Available data:
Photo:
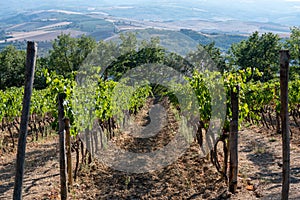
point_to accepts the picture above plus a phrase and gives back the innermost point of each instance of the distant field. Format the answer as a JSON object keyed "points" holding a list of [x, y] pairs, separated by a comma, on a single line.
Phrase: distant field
{"points": [[40, 35]]}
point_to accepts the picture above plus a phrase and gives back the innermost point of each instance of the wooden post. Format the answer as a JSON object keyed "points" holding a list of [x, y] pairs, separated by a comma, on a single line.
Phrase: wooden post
{"points": [[233, 140], [62, 148], [284, 112], [69, 156], [30, 68]]}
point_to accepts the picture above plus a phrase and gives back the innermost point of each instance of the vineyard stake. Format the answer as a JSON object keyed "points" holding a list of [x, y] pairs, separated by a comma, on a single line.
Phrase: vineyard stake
{"points": [[284, 112], [233, 140], [62, 148], [30, 68]]}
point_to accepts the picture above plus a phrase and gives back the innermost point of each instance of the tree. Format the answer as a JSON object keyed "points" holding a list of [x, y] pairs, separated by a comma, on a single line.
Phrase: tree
{"points": [[12, 67], [293, 44], [258, 52]]}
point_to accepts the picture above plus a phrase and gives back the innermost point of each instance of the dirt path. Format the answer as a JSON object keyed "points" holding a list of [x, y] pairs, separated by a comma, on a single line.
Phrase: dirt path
{"points": [[41, 178], [260, 163]]}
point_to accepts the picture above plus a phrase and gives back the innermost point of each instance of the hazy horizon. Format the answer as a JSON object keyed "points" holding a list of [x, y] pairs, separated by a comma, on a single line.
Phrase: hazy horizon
{"points": [[286, 12]]}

Exercise: Convert all the records above into a JSON list of strings, with one string for each line and blank lines skipped. Leave the pictures out of the answer.

Expected answer:
[
  "Photo:",
  "point_to accepts the picture above plus a phrase and gives back the innermost point of each instance of the distant field. Format the answer as a JSON object keyed \"points\" holding a list of [x, y] pairs, separated by a comma, on a single line.",
  "Phrase: distant field",
  "{\"points\": [[40, 35]]}",
  "point_to accepts the picture above plus a phrase and gives back the innermost point of each instance of the wooden post. Format the answer as a JSON object keyed \"points\" holding a list of [x, y] pairs, separated by a comma, on a single line.",
  "Phrase: wooden post",
  "{\"points\": [[233, 140], [62, 148], [284, 112], [69, 156], [30, 68]]}",
  "point_to accepts the picture above plus a phrase and gives back the innermost point of each instance of the vineyard stake. Format the answer as a JSON object keyed \"points\" holding a list of [x, y] pairs, separated by a comma, on a single line.",
  "Phrase: vineyard stake",
  "{\"points\": [[284, 112], [233, 140], [62, 148], [30, 68]]}",
  "point_to accepts the picture above plus a phrase and gives back the innermost point of each instance of the tree. Format the answer as a JSON object keyed \"points\" holding a list of [x, y] pairs, separated by a comma, on a single line.",
  "Phrase: tree",
  "{\"points\": [[12, 67], [293, 44], [258, 52]]}",
  "point_to accepts the picture above plus a phrase and gives back the innermost point of each instance of the dirt path. Format the answer as a JSON object keyed \"points\" holding a list of [x, y] pairs, separated by a comma, on a single line.",
  "Phrase: dirt path",
  "{\"points\": [[41, 178], [260, 163]]}",
  "point_to accepts the picture above plus a phrase and gives back the innermost point of each instance of the hazy horizon. Format the answer as a JSON object keyed \"points\" holding a list of [x, y] pairs, separated by a comma, on a single line.",
  "Phrase: hazy horizon",
  "{\"points\": [[286, 12]]}"
]